WHAT YOU SHOULD DO
When you reach the line containing "Annotation task — mark the dark eye" in the data below, begin returning lines exactly as written, and stop once the line containing "Annotation task — mark the otter snout" has been returned.

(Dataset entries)
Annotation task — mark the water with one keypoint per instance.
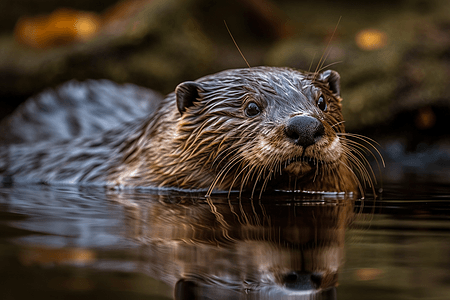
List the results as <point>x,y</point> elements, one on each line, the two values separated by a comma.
<point>71,242</point>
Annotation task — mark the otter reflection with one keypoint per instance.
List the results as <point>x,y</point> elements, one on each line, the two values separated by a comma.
<point>216,248</point>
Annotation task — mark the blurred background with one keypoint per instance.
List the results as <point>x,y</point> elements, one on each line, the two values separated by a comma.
<point>393,55</point>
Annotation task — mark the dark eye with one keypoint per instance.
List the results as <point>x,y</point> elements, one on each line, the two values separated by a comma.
<point>252,109</point>
<point>321,103</point>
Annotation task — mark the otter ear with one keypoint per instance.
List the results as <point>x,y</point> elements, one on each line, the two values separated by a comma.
<point>333,79</point>
<point>186,93</point>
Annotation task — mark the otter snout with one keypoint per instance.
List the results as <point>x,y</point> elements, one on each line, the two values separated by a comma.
<point>304,130</point>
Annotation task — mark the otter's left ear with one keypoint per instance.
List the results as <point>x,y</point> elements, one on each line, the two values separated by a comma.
<point>333,79</point>
<point>186,93</point>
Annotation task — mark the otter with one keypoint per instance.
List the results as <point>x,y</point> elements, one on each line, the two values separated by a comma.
<point>259,128</point>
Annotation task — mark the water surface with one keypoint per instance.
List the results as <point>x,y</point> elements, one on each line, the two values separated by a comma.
<point>72,242</point>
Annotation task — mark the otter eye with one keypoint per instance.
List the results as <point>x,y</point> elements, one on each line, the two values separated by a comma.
<point>252,109</point>
<point>321,103</point>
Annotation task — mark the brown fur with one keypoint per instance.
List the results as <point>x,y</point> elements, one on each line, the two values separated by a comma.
<point>214,145</point>
<point>210,142</point>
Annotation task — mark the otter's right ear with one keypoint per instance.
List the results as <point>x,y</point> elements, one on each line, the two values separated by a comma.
<point>186,93</point>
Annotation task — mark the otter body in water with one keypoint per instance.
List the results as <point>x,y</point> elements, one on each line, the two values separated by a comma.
<point>247,129</point>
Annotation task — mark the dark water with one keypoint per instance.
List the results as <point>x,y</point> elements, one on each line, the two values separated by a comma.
<point>71,242</point>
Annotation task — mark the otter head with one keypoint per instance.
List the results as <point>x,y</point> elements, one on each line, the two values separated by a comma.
<point>265,128</point>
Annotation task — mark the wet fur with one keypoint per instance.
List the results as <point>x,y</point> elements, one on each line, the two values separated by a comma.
<point>212,145</point>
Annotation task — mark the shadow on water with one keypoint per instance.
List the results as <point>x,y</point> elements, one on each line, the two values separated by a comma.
<point>72,242</point>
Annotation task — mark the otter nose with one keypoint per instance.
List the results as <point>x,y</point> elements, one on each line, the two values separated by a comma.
<point>304,130</point>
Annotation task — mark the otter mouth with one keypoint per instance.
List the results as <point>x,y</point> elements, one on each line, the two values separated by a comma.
<point>302,164</point>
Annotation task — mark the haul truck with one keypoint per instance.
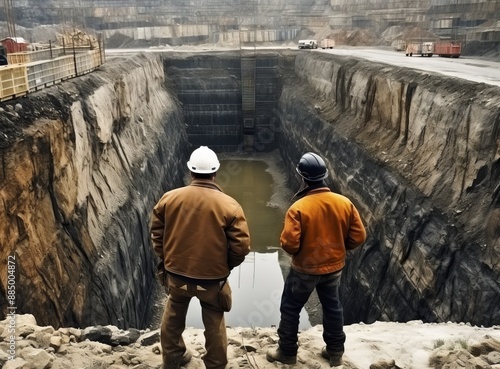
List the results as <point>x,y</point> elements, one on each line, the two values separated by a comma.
<point>450,49</point>
<point>327,43</point>
<point>308,44</point>
<point>420,48</point>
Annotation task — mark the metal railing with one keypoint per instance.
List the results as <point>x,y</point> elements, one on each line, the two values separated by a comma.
<point>22,78</point>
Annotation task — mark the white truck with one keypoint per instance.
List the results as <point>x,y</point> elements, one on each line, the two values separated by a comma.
<point>308,44</point>
<point>327,43</point>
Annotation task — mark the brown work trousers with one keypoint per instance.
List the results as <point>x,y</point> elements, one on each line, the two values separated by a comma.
<point>174,322</point>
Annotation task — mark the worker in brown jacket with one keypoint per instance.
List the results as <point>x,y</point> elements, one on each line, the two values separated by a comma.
<point>319,227</point>
<point>200,234</point>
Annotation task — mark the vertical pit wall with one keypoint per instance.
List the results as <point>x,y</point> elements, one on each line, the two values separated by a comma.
<point>83,163</point>
<point>419,155</point>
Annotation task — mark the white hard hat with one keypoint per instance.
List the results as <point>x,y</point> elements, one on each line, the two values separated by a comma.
<point>203,160</point>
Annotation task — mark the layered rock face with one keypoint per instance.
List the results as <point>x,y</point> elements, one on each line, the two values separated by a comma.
<point>419,155</point>
<point>83,163</point>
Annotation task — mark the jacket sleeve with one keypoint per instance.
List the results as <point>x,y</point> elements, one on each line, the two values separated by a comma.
<point>157,228</point>
<point>238,238</point>
<point>356,235</point>
<point>290,236</point>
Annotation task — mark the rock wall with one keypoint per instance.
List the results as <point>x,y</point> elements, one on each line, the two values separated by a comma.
<point>419,155</point>
<point>83,163</point>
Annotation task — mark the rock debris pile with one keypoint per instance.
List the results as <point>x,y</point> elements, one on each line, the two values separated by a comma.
<point>107,347</point>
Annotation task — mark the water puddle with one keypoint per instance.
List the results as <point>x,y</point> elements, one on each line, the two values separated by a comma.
<point>257,284</point>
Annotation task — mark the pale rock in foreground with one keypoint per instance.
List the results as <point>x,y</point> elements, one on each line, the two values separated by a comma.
<point>381,345</point>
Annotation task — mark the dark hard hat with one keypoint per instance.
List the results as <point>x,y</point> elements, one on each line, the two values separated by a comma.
<point>312,168</point>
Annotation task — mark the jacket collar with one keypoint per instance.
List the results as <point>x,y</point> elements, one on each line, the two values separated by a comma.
<point>315,188</point>
<point>207,183</point>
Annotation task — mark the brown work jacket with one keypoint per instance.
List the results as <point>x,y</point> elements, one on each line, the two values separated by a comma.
<point>318,229</point>
<point>199,231</point>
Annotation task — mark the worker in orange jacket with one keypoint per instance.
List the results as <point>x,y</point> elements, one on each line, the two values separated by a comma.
<point>319,227</point>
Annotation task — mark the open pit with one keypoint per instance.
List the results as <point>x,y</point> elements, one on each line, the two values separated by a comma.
<point>83,163</point>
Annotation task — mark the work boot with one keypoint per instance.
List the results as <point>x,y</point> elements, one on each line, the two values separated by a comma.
<point>276,355</point>
<point>335,358</point>
<point>177,362</point>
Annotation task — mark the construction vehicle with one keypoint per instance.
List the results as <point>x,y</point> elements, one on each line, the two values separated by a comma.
<point>420,48</point>
<point>327,43</point>
<point>448,49</point>
<point>308,44</point>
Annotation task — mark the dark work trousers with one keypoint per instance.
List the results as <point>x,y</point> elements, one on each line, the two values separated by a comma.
<point>174,322</point>
<point>298,287</point>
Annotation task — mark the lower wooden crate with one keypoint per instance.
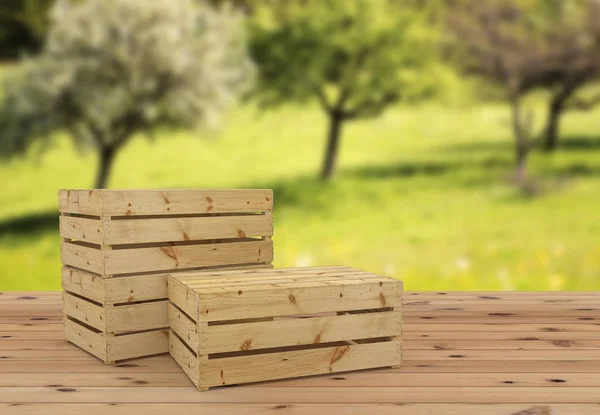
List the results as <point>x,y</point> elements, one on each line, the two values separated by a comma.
<point>229,329</point>
<point>118,318</point>
<point>112,348</point>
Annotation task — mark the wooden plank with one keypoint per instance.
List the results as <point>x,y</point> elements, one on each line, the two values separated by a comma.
<point>137,317</point>
<point>86,339</point>
<point>302,409</point>
<point>109,379</point>
<point>156,364</point>
<point>563,343</point>
<point>184,358</point>
<point>137,345</point>
<point>248,280</point>
<point>184,327</point>
<point>372,378</point>
<point>182,297</point>
<point>185,202</point>
<point>459,354</point>
<point>255,368</point>
<point>83,202</point>
<point>169,229</point>
<point>119,290</point>
<point>85,284</point>
<point>193,275</point>
<point>81,229</point>
<point>292,332</point>
<point>500,366</point>
<point>120,261</point>
<point>523,336</point>
<point>259,302</point>
<point>84,311</point>
<point>396,395</point>
<point>503,327</point>
<point>83,257</point>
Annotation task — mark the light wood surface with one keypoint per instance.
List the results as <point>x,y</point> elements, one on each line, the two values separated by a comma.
<point>464,366</point>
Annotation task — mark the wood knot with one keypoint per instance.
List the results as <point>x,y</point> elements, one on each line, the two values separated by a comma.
<point>537,410</point>
<point>382,299</point>
<point>338,353</point>
<point>169,251</point>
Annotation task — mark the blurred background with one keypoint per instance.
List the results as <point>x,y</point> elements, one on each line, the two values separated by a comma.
<point>454,144</point>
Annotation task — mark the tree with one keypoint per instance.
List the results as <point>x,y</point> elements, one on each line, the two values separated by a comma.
<point>356,57</point>
<point>111,69</point>
<point>572,33</point>
<point>524,45</point>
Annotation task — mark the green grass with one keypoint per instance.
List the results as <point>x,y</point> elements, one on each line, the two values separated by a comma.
<point>421,194</point>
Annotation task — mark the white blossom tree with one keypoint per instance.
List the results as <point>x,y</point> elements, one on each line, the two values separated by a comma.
<point>114,68</point>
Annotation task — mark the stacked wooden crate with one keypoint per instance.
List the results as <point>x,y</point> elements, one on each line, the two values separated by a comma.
<point>118,248</point>
<point>232,327</point>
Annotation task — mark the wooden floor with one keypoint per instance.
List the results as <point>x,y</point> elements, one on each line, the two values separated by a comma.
<point>465,353</point>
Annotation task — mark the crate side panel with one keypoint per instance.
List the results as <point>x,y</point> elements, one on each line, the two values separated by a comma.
<point>136,288</point>
<point>182,297</point>
<point>299,331</point>
<point>121,261</point>
<point>184,358</point>
<point>83,202</point>
<point>134,345</point>
<point>83,257</point>
<point>184,327</point>
<point>84,284</point>
<point>263,367</point>
<point>81,229</point>
<point>130,231</point>
<point>257,301</point>
<point>84,311</point>
<point>185,202</point>
<point>137,317</point>
<point>86,339</point>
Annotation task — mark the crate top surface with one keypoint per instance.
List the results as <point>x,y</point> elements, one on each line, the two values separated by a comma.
<point>202,282</point>
<point>138,202</point>
<point>234,295</point>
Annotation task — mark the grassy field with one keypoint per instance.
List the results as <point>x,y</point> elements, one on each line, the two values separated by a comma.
<point>422,194</point>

WRITTEN RESPONSE
Annotation task — mark the dark eye with one keypoint per instance.
List the results as <point>x,y</point> elements, one on each line, the two values separated by a comma.
<point>252,109</point>
<point>321,103</point>
Annotation task — mark the otter ear with one keypoint per instance.
List the results as <point>x,y</point> elements, one on each line, the two values separated by a comma.
<point>333,79</point>
<point>186,93</point>
Annotation task — mark the otter snout with one keypoint per instance.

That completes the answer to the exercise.